§ **SOURCE EXTRACT**
::::::::::

Most Participants Still Bullish on Oil
Most participants are still bullish on crude oil, especially for the second half of 2023.
That’s what analysts at Macquarie Bank Limited noted in a new report sent to Rigzone, which outlined a summary of views from International Energy Week 2023.
Looking at further “key oil market takeaways” the analysts stated in the note that China remains the key regional driver, “with FY23 demand growth estimates ranging from 800,000 barrels per day to two million barrels per day” and that global jet fuel demand growth is the key product driver “with high conviction bulls looking for a massive 1.2 to 1.5 million barrel per day increase this year”.
“Overall, most market participants remain bullish on oil, especially in 2H23. As expected, the single biggest driver of bullish views is the result of large demand growth expectations from China’s reopening,” the analysts said in the report.
“In fact, some estimates of China’s demand increase from reopening were in the 1.5+ million barrel per day range and the high China demand growth estimate was 2+ million barrels per day,” the analysts added.
“Not surprisingly, everyone in the market is allocating most demand growth to jet fuel under the assumption that Chinese air travel recovers to pre-Covid levels and then quickly reaches new highs during the year,” they continued.
In the report, the analysts stated that many funds, oil producers, and refiners were best described as “rangebound bullish, i.e., looking for Brent to trade between $75 and $95 while reaching the high end of the range more frequently than the low end”.

::::::::::

§ **WHAT THE TASK REQUIRES**
Duplicate the part of the oil report that opens with the words containing "Looking at further" and closes with "the analysts added.". The rows that come next are separate material and have nothing to do with the oil report.

§ **DATASET RECORDS**
::::::::::

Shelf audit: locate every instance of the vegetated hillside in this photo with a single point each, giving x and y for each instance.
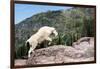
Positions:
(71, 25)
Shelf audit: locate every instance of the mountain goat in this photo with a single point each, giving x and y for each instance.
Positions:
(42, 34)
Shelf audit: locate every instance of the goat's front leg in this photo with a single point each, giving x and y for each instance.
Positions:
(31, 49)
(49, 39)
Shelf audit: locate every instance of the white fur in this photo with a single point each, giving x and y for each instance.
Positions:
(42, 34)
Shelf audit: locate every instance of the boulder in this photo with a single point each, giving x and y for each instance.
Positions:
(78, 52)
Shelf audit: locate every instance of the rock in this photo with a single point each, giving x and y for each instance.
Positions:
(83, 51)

::::::::::

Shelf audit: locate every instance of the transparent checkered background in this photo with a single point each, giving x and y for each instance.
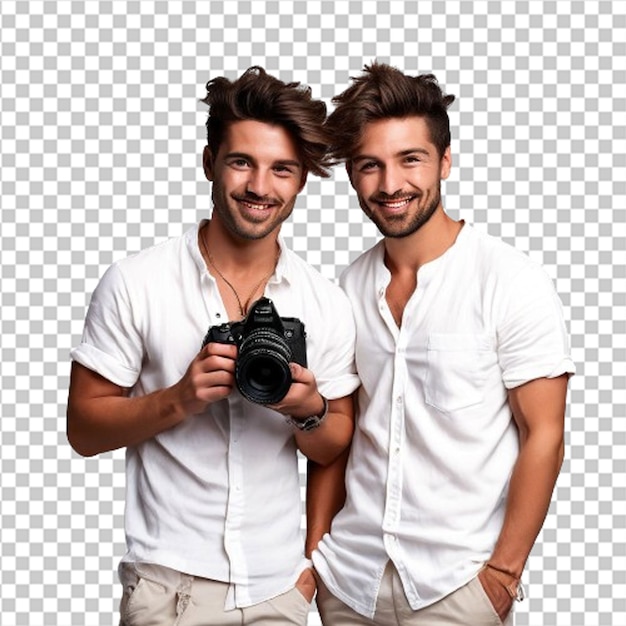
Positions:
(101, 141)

::::::::::

§ **RESULT BELOW**
Looking at further “key oil market takeaways” the analysts stated in the note that China remains the key regional driver, “with FY23 demand growth estimates ranging from 800,000 barrels per day to two million barrels per day” and that global jet fuel demand growth is the key product driver “with high conviction bulls looking for a massive 1.2 to 1.5 million barrel per day increase this year”.
“Overall, most market participants remain bullish on oil, especially in 2H23. As expected, the single biggest driver of bullish views is the result of large demand growth expectations from China’s reopening,” the analysts said in the report.
“In fact, some estimates of China’s demand increase from reopening were in the 1.5+ million barrel per day range and the high China demand growth estimate was 2+ million barrels per day,” the analysts added.